_READING TEXT:_
========================================

Epacris petrophila, commonly known as snow heath, is a species of flowering plant from the heath family, Ericaceae, and is endemic to south-eastern Australia. It is an erect, bushy, sometimes low-lying shrub with egg-shaped to elliptic leaves and tube-shaped white flowers in small clusters on the ends of branches.

==Description==
Epacris petrophila is an erect, bushy, sometimes low-lying shrub that typically grows to a height of 30–80 cm and has softly-hairy branchlets. Its leaves are erect, elliptic or egg-shaped, sometimes with the narrower end towards the base, 1.1–3.3 mm long and 0.7–1.7 mm wide 0.1–0.2 mm long, and with minute teeth on the edges. The flowers are borne in clusters up to 10 mm long on the ends of branches and are more or less sessile with 8 to 10 bracts at the base. The sepals are egg-shaped, 2–3 mm long and the petals are white, joined at the base to form a bell-shaped tube 1.3–2.0 mm long with lobes 1.4–2.5 mm long. Flowering occurs from December to February and the fruit is a capsule about 1.5 mm long.

========================================

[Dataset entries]
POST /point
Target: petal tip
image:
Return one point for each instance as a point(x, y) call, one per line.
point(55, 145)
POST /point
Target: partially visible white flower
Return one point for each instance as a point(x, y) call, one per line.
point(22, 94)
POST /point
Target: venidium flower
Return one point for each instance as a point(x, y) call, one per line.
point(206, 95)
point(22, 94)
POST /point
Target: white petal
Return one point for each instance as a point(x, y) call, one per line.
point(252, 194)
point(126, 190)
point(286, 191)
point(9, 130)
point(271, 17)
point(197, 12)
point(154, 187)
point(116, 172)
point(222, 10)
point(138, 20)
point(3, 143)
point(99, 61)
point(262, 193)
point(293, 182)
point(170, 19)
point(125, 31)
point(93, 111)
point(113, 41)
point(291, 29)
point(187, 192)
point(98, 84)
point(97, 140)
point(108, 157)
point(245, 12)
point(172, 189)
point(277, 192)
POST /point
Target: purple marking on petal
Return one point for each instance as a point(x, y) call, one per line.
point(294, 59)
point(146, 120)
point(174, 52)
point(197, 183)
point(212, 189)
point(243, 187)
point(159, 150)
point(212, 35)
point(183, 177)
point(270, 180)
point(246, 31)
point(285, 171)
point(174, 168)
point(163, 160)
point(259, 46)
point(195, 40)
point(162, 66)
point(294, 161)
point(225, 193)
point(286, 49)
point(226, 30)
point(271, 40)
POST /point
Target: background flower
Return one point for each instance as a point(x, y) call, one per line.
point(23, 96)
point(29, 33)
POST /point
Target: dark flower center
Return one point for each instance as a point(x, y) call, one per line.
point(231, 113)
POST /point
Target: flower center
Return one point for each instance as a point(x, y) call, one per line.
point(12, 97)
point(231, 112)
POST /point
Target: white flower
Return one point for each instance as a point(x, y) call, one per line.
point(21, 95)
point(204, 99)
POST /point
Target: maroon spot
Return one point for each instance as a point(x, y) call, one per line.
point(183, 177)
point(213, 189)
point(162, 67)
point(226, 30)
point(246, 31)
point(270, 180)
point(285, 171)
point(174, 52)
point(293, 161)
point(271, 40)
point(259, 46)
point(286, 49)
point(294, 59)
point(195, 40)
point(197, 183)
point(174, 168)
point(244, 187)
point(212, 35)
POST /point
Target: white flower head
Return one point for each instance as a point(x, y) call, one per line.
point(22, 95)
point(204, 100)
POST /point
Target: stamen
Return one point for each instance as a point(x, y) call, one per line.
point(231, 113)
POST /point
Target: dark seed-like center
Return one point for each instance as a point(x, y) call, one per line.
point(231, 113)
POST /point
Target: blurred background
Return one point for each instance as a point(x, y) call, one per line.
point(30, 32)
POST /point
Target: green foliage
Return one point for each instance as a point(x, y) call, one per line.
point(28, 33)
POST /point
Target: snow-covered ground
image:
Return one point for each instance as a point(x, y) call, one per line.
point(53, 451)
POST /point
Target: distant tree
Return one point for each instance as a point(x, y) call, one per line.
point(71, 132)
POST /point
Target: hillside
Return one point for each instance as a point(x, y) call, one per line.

========================================

_EXERCISE DETAILS:_ Write a continuation of the snow heath text, starting after its last sentence. These rows were taken from a separate source and have no connection to the snow heath text.

_TASK ANSWER:_
==Taxonomy==
Epacris petrophila was first formally described in 1857 by Joseph Dalton Hooker in The botany of the Antarctic voyage of H.M. Discovery ships Erebus and Terror. III. Flora Tasmaniae from specimens collected by Ronald Campbell Gunn. The specific epithet (petrophila) means "rock-loving".

==Distribution and habitat==
Snow heath grows in the alpine and subalpine feldmark, heath and bog in New South Wales and the Australian Capital Territory south from Mount Kosciuszko, in a few locations in Victoria and in Tasmania where it is common on the Central Plateau.

==Ecology==
The seeds of E. petrophila weigh about 0.02 g and are only 0.5 mm long, suggesting dispersal by wind or water, or in mud adhering to the feet of birds.

The seed of Epacris petrophila was featured on the $1 postage stamp issued on 8 October 2019 by Australia Post. The stamp issue was one of three stamps, each featuring the seeds of threatened Australian plant species, recognising the work of the Australian Seed Bank Partnership.